**Given instruction 1**: Translate this sentence from the maser email thread into French: "Getting the bulb re-coated might be a major pain."
**Given instruction 2**: Pick up the maser email thread after its final sentence and write what comes next.

**Document text**:
+++++
2014-11-02 Thread Bob Camp
Hi

OK, it works better if it bounces off the wall. The line width is narrower. 
Does it work at all (is there a line you can find) without the coating?

Yes you would need to find a paper from the 1960’s to find anybody trying to 
run one that way.

Bob

 On Nov 2, 2014, at 5:04 PM, Magnus Danielson mag...@rubidium.dyndns.org 
 wrote:
 
 Hi Attila,
 
 On 11/02/2014 10:43 PM, Attila Kinali wrote:
 On Sun, 2 Nov 2014 16:28:47 -0500
 Bob Camp kb...@n1k.org wrote:
 
 It’s been way too many years since my last Maser play session …
 
 Will it fire up *without* the Teflon coating on the bulb? Yes it works
 *better* with the Teflon (less wall interaction). Getting the bulb
 re-coated might be a major pain.
+++++
(Data extracted from a collection)

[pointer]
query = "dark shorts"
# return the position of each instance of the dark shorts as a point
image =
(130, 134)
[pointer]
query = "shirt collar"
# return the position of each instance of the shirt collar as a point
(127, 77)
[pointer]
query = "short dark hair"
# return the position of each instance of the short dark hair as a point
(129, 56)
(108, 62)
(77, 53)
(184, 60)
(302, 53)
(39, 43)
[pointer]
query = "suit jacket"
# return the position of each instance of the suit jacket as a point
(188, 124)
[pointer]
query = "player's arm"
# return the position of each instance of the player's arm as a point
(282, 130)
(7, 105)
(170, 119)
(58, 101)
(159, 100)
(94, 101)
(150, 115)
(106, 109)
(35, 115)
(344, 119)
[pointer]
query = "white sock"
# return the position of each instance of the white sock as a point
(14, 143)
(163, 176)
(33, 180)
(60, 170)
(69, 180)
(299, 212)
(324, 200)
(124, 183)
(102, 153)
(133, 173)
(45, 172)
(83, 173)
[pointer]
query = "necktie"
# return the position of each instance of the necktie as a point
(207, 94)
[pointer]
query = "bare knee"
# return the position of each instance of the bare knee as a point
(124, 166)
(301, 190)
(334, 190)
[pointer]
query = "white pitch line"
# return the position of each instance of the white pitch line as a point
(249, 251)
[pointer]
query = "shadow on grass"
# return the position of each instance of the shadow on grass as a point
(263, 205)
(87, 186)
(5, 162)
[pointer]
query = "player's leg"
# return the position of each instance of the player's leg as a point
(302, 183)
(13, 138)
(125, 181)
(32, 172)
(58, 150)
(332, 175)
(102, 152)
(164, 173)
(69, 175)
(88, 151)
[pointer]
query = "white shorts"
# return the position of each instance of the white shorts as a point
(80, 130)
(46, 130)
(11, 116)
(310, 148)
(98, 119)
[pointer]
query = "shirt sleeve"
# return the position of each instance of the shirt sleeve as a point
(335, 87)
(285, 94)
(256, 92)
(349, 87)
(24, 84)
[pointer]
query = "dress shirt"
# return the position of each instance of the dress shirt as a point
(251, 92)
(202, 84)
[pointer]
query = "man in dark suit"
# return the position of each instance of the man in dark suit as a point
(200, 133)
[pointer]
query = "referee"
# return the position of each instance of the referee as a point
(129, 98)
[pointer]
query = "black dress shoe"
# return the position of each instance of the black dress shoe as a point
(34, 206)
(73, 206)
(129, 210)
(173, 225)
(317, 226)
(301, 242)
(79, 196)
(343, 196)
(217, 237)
+++++
**Final answer 1**: Faire recouvrir l'ampoule d'un nouveau revêtement pourrait être un vrai casse-tête.

**Final answer 2**:
 According to some of the papers i've read, parafin might be an alternative
 to Teflon. The interaction of Hydrogen with Teflon is lower than with
 Parafin, but it might be acceptable (Curiously, if it were a Rb maser,
 you'd use a parafin coating instead of a Teflon coating).
 
 Parafin was used early, but in the strive to even further increase the 
 interaction time with the hydrogen in the bouncing box, telfon was 
 preferred.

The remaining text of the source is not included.